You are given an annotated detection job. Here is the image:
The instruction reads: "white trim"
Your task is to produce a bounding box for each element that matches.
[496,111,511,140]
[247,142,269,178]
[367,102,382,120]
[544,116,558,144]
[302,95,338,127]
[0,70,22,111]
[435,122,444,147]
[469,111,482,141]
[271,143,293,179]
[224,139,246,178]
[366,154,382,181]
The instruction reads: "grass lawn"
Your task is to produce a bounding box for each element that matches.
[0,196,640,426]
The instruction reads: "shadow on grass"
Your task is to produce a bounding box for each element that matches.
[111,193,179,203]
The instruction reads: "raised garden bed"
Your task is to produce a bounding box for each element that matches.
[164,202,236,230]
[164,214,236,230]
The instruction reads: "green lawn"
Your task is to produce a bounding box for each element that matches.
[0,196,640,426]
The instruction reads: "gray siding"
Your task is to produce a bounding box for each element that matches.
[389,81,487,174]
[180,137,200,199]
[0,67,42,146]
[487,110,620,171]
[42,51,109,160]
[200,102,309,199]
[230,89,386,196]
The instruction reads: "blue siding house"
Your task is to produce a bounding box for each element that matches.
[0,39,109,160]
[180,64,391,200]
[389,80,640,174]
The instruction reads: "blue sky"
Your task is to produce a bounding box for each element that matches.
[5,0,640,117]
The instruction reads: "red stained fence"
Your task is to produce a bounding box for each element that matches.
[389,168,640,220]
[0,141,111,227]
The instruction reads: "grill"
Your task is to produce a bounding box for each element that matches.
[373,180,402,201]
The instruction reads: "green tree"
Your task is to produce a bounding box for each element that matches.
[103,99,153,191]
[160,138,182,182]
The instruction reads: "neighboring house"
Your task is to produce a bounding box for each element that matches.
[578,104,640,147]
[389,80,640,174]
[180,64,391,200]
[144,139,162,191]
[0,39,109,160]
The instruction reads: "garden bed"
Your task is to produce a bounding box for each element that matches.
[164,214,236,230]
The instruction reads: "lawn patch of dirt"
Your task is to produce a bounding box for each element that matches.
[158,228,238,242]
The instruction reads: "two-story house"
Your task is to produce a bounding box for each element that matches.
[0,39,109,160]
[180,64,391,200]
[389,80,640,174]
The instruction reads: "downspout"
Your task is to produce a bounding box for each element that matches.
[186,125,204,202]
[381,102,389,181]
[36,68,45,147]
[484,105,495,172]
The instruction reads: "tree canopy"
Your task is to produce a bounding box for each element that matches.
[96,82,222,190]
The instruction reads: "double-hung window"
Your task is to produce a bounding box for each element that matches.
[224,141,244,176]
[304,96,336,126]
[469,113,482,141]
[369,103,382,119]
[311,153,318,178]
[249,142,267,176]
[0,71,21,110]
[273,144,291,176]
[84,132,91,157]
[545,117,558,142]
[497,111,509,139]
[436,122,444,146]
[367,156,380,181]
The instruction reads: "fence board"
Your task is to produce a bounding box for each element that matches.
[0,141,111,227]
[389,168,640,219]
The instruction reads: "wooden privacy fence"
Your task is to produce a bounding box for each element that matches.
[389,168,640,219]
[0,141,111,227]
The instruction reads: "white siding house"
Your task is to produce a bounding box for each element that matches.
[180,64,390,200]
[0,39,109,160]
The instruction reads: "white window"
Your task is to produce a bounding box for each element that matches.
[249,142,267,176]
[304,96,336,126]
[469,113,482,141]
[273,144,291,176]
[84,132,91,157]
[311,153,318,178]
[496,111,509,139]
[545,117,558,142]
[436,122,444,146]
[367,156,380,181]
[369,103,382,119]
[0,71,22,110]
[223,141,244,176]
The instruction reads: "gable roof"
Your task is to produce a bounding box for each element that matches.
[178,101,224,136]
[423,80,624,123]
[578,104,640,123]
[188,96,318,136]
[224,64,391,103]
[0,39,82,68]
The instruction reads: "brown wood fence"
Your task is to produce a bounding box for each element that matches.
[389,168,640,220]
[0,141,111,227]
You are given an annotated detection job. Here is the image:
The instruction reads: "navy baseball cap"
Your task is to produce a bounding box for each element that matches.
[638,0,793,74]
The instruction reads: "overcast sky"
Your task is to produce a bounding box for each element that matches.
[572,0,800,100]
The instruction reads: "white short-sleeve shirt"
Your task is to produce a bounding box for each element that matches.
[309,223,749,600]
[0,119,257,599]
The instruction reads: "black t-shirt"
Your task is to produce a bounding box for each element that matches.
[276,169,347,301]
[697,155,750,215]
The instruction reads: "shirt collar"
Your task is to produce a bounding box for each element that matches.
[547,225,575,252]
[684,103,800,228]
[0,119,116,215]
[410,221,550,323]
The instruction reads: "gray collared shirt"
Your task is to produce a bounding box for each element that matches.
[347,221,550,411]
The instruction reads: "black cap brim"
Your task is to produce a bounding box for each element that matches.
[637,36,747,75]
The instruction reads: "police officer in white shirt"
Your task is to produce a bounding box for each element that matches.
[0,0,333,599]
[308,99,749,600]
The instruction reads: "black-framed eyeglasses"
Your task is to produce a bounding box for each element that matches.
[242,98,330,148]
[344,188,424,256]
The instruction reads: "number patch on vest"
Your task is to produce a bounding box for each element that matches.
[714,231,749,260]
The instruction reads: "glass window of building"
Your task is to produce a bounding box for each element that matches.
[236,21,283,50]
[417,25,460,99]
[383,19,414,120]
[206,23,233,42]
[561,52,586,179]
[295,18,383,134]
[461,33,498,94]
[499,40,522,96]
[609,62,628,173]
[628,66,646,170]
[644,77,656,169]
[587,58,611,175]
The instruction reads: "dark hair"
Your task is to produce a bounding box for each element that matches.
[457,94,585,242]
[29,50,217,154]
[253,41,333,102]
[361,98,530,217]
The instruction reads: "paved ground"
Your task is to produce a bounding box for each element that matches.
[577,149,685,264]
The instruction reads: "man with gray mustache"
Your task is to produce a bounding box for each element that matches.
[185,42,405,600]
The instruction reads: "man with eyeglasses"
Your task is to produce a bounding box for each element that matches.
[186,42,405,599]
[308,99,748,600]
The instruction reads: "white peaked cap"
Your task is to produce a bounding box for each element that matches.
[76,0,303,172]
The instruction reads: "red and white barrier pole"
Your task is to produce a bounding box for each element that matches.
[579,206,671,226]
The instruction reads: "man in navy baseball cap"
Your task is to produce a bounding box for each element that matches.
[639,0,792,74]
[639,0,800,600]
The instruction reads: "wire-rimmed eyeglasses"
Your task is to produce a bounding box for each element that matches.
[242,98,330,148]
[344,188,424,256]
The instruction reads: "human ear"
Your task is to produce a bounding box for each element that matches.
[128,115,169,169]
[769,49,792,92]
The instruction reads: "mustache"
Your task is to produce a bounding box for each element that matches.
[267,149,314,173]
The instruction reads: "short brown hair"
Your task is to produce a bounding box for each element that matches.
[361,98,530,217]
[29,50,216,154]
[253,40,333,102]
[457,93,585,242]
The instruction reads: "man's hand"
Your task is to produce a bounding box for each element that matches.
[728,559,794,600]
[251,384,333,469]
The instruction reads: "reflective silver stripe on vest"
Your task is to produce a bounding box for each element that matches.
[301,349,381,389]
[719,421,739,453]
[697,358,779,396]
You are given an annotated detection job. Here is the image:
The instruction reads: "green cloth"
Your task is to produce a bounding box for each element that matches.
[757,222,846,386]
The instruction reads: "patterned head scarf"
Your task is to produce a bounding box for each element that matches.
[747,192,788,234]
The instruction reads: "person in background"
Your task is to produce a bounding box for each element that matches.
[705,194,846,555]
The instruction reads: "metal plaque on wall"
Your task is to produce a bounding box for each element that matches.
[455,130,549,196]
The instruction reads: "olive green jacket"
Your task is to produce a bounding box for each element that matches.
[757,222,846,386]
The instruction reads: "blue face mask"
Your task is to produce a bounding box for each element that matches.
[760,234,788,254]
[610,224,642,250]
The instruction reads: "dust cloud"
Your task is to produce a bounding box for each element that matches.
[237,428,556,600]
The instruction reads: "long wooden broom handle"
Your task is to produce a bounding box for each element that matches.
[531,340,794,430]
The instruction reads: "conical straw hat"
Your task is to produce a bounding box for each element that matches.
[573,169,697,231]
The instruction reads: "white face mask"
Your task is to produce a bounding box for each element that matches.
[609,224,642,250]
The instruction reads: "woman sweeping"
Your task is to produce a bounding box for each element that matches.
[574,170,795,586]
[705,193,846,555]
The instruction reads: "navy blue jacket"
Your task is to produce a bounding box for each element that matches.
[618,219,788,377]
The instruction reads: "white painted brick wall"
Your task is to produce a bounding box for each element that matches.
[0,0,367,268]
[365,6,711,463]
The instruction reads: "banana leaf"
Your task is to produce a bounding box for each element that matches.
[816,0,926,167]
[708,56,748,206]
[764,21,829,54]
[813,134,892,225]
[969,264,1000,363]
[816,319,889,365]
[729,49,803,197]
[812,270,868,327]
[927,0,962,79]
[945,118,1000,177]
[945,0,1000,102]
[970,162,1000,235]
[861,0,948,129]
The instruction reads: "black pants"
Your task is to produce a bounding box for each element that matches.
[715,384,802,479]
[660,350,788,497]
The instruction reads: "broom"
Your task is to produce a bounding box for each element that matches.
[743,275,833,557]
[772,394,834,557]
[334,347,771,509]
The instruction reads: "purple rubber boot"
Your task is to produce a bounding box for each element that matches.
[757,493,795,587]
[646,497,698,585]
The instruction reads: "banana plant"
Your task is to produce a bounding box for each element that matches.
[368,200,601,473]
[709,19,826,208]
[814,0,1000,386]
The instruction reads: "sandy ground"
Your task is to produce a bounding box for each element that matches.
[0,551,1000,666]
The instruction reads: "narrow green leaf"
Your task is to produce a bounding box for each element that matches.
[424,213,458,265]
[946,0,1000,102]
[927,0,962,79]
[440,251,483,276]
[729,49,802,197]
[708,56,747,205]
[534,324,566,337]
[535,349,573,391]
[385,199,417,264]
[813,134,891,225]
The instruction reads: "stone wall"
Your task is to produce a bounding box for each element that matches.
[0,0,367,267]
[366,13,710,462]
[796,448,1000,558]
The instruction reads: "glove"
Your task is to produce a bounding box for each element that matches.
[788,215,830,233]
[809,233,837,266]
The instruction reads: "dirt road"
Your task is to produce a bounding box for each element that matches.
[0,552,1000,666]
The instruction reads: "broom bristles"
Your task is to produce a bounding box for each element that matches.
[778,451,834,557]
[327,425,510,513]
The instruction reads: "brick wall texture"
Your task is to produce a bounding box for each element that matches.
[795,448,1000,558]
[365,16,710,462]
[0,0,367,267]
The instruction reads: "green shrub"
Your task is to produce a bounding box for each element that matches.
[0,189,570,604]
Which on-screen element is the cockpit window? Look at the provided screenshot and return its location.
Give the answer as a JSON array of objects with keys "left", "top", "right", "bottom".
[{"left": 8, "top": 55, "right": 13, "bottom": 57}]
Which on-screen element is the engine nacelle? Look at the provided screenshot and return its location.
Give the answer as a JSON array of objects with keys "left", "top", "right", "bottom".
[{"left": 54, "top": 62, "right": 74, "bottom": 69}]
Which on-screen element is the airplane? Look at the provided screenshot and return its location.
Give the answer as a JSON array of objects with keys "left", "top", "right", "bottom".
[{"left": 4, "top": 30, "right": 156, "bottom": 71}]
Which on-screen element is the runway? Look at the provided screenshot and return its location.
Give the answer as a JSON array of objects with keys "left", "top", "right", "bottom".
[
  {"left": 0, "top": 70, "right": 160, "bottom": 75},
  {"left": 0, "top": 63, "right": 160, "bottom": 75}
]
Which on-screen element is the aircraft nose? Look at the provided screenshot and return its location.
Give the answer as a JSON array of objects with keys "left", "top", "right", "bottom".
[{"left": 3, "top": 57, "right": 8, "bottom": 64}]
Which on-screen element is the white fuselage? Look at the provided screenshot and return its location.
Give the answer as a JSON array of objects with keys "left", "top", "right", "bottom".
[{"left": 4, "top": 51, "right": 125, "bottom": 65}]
=-=-=-=-=
**Directions for this task**
State how many lines in the listing include the string "blue". Answer with the number alone.

**Task solution**
4